MATERIAL SHOWN:
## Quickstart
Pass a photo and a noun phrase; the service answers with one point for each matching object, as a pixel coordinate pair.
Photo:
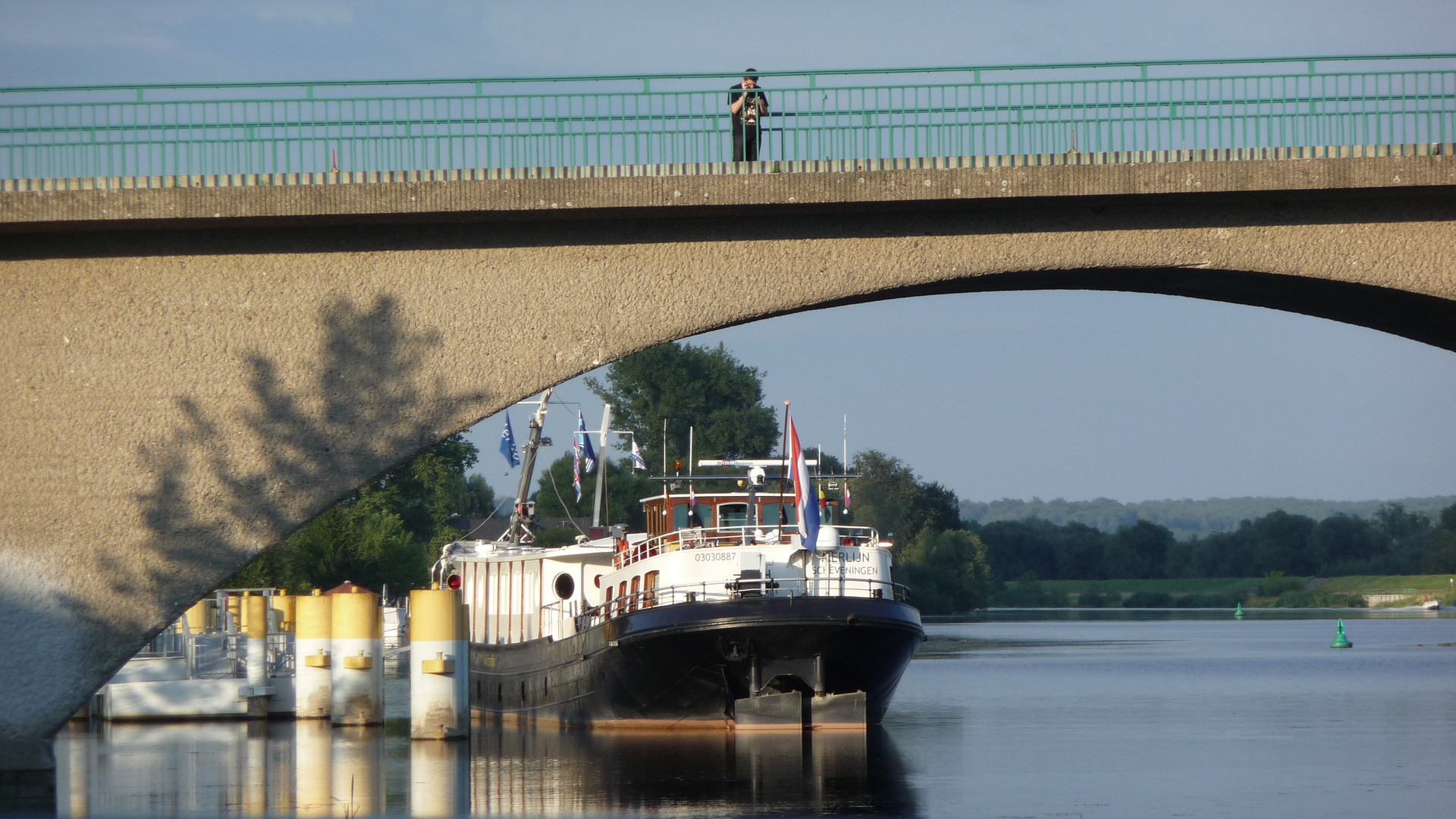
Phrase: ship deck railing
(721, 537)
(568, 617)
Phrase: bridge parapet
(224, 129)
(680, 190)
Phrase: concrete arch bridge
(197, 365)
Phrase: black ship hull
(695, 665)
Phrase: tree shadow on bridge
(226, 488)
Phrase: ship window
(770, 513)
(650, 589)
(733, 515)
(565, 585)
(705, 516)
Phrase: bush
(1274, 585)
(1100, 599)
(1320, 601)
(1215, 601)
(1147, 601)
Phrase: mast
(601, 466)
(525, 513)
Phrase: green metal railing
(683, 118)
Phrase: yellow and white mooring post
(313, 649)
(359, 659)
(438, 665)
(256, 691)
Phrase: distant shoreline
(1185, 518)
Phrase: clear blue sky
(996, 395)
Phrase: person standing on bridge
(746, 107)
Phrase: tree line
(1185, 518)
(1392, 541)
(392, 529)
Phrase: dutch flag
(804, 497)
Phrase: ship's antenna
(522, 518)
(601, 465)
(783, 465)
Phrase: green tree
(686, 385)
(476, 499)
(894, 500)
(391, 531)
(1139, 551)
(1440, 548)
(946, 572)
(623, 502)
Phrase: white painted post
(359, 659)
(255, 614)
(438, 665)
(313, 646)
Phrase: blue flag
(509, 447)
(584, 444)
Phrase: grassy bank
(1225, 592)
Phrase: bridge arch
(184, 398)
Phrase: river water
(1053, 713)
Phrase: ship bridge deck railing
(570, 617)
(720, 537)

WHAT YOU WILL DO:
Please reproduce every line above word for word, leaving out the pictures.

ANSWER FOR THE TASK:
## Quickstart
Pass a photo and a noun phrase; the service answers with one point for each matching object, as a pixel coordinate pair.
Photo:
Phrase: ship deck railing
(721, 537)
(568, 617)
Phrase: bridge parapet
(224, 129)
(680, 190)
Phrase: concrete arch bridge
(197, 365)
Phrase: black ship hull
(695, 665)
Phrase: tree shadow on bridge
(226, 488)
Phrase: ship window
(770, 513)
(650, 589)
(733, 515)
(565, 585)
(705, 516)
Phrase: bush
(1274, 585)
(1100, 599)
(1320, 601)
(1215, 601)
(1147, 601)
Phrase: mast
(601, 466)
(525, 513)
Phrase: green metal railing
(683, 118)
Phrase: yellow and white mooring post
(313, 649)
(359, 659)
(438, 665)
(256, 691)
Phrase: distant shoreline
(1185, 518)
Phrase: clear blue sky
(996, 395)
Phrase: person standing on bridge
(746, 107)
Phrase: tree line
(1185, 518)
(1392, 541)
(392, 529)
Phrase: dutch flag
(804, 497)
Phrase: ship's antenna
(522, 518)
(601, 465)
(783, 465)
Phrase: green tree
(686, 385)
(476, 499)
(894, 500)
(391, 531)
(1139, 551)
(1440, 548)
(946, 572)
(623, 502)
Phrase: white painted post
(359, 659)
(255, 614)
(438, 665)
(313, 646)
Phrase: blue flag
(509, 447)
(584, 444)
Phrase: grassy bank
(1225, 592)
Phrase: bridge arch
(184, 398)
Phrase: river water
(1053, 713)
Phrase: ship bridge deck railing
(570, 617)
(720, 537)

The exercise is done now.